# Texto citado
===============
Requereram a alteração da relação de bens, no sentido da eliminação da única verba relacionada, sendo relacionado o direito ao arrendamento sobre o imóvel e a duas sepulturas a serem identificadas pelo cabeça de casal e aditando-se direito de crédito consistente nas benfeitorias e como passivo o montante de € 40 000,00.
O cabeça de casal EE respondeu, negando a existência do arrendamento, sustentando que o imóvel integra a herança, como emerge da caderneta predial e que, ainda que assim não se entendesse, os inventariados teriam adquirido o direito de propriedade sobre o mesmo por usucapião. Impugna as benfeitorias e a existência de passivo da herança. Admitiu a existência das sepulturas.
Foi proferido despacho em que, além do mais, se lê: considerando que compete ao cabeça-de-casal apresentar a relação de todos os bens devidamente acompanhada dos documentos comprovativos da situação jurídica dos mesmos e que, no caso, não está cabalmente demonstrada a propriedade do bem imóvel relacionado, sendo este o cerne da reclamação, esta, na parte respeitante à existência de um contrato de arrendamento ou de um direito de propriedade e ainda sobre a existência de benfeitorias realizadas pelos inventariados e pela interessada reclamante, incide sobre várias questões complexas cuja apreciação em sede de reclamação à relação de bens implica redução das garantias das partes por comparação com a ação de processo comum, pelo que, nessa sequência, devem os interessados ser remetidos para os meios comuns.
===============
# Pedido a
Nos registros, reescreva as linhas começando na que contém "the grassy embankment?" e terminando na que contém "(286, 312), (410, 345)". Troque "rusty metal grate" por "corroded metal grate" e mantenha todo o resto igual.

Linhas de um conjunto de dados:
===============
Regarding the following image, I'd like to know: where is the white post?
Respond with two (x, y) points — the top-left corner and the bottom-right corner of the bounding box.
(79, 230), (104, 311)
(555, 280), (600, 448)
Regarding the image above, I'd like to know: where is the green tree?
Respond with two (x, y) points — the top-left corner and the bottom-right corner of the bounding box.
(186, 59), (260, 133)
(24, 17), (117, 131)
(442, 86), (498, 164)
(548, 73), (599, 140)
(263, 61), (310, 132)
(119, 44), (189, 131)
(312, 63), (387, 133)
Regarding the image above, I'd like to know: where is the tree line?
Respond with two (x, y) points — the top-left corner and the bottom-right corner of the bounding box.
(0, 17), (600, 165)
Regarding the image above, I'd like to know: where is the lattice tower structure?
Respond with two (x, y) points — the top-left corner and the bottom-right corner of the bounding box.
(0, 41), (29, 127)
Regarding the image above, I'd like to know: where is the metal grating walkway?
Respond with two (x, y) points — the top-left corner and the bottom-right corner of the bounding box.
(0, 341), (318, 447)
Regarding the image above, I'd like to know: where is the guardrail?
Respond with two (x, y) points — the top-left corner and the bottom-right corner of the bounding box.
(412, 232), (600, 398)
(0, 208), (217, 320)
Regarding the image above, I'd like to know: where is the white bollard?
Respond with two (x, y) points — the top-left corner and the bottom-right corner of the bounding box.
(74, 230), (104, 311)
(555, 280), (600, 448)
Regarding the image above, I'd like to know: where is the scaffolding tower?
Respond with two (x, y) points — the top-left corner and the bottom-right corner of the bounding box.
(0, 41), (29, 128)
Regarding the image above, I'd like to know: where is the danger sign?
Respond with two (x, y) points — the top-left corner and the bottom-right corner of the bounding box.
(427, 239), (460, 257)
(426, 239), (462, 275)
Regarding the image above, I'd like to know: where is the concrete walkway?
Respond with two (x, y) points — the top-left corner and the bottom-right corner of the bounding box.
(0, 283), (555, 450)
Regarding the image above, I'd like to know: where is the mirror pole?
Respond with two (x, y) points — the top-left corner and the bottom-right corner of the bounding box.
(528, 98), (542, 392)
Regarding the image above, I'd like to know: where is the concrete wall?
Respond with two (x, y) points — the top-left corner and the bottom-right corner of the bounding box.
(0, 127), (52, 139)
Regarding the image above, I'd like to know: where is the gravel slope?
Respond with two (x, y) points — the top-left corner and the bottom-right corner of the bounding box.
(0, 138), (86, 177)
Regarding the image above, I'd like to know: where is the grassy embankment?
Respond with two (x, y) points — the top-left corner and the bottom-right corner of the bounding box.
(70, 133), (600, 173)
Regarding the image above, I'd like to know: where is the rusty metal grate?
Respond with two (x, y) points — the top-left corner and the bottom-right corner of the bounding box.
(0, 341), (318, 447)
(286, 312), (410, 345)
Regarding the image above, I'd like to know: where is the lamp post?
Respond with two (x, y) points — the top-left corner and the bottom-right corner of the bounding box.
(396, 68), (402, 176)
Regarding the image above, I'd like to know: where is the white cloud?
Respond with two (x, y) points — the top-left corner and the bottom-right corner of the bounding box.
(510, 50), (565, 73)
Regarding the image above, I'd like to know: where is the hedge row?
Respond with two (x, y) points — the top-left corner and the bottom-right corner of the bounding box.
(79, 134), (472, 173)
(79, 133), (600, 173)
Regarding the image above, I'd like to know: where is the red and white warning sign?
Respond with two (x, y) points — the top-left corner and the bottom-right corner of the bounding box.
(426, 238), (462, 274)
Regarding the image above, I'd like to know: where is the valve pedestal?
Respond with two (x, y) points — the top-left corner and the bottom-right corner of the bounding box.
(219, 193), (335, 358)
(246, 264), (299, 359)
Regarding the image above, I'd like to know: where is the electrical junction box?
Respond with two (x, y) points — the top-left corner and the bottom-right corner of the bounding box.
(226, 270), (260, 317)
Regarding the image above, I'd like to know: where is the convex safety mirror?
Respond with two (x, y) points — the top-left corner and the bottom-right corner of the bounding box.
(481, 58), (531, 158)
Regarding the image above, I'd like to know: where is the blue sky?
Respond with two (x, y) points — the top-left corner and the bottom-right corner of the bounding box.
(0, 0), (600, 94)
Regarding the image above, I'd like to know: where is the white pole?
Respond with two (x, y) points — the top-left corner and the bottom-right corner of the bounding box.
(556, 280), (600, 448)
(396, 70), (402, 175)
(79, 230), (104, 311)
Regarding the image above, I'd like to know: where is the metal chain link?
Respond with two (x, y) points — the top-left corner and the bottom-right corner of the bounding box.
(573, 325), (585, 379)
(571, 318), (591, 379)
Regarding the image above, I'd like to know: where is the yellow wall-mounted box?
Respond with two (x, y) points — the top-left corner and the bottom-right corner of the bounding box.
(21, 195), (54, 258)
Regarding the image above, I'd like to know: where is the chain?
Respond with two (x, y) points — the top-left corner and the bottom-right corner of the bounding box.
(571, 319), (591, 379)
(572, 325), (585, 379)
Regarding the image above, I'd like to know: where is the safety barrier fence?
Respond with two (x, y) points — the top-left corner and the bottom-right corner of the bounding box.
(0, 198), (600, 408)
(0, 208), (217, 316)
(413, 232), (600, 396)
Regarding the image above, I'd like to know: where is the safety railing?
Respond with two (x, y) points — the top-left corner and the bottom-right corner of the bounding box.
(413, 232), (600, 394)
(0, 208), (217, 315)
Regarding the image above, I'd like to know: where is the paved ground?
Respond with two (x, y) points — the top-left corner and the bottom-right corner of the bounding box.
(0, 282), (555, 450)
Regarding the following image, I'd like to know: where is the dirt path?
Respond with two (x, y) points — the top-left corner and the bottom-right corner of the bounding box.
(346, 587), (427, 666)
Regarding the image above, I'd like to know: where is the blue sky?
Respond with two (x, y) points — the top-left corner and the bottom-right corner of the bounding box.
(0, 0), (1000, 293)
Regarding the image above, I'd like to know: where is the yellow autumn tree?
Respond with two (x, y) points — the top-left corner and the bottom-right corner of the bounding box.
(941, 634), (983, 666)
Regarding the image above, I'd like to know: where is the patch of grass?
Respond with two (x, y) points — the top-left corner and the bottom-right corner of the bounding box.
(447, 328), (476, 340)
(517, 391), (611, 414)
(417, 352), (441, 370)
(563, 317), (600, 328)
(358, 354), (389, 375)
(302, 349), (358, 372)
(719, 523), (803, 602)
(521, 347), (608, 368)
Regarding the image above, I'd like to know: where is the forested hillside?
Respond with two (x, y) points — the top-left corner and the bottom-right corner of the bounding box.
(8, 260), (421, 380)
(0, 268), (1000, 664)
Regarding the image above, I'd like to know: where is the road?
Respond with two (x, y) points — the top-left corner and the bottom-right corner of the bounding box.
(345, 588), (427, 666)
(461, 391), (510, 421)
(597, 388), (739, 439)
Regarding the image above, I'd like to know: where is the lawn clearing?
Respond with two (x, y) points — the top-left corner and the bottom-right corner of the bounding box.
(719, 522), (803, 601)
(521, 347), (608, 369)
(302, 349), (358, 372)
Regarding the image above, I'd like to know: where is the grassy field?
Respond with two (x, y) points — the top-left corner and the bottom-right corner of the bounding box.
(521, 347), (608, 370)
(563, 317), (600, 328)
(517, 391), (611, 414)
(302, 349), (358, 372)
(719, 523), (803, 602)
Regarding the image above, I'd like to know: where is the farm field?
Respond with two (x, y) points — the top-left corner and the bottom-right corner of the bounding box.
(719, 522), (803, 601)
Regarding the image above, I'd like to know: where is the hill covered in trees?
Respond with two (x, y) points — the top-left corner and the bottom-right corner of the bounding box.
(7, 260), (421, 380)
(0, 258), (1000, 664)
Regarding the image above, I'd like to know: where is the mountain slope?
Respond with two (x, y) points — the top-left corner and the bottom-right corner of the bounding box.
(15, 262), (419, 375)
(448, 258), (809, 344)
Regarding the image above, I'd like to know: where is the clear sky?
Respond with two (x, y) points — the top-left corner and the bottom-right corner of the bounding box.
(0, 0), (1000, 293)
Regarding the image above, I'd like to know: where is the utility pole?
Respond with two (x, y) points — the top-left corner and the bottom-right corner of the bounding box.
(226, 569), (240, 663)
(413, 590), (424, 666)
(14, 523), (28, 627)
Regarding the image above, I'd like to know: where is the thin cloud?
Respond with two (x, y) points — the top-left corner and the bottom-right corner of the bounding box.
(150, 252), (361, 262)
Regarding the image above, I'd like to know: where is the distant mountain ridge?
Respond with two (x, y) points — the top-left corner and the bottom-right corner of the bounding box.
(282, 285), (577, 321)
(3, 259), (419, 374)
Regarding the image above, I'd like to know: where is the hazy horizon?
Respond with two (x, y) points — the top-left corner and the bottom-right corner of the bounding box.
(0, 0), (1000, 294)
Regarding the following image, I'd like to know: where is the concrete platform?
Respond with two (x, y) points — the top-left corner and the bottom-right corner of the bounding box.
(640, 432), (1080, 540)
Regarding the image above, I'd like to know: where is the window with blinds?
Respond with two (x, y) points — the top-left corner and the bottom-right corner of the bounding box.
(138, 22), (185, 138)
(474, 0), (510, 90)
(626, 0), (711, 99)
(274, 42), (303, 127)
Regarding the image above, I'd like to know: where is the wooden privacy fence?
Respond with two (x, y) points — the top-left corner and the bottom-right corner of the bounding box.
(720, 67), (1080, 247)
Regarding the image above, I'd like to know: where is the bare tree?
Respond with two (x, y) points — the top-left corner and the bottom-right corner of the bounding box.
===============
# Pedido b
No texto citado, que montante os requerentes pediram que fosse aditado como passivo?

# Resposta escrita a
Regarding the image above, I'd like to know: where is the grassy embankment?
Respond with two (x, y) points — the top-left corner and the bottom-right corner of the bounding box.
(70, 133), (600, 173)
Regarding the image above, I'd like to know: where is the corroded metal grate?
Respond with two (x, y) points — the top-left corner and the bottom-right corner of the bounding box.
(0, 341), (318, 447)
(286, 312), (410, 345)

# Resposta escrita b
€ 40 000,00.